-- Start --

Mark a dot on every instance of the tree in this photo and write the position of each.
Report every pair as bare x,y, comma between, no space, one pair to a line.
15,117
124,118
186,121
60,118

-- End --

WHAT YOU NEED TO DO: Rewrite the entries above with "tree" replaced by "shrub", keeping every other part the same.

TASK RESPONSE:
Mark a dot on every instance of the shrub in this photo and write the position of each.
Report every pair as bare x,y, comma between, no space, one pair to a line.
15,117
124,118
186,121
60,118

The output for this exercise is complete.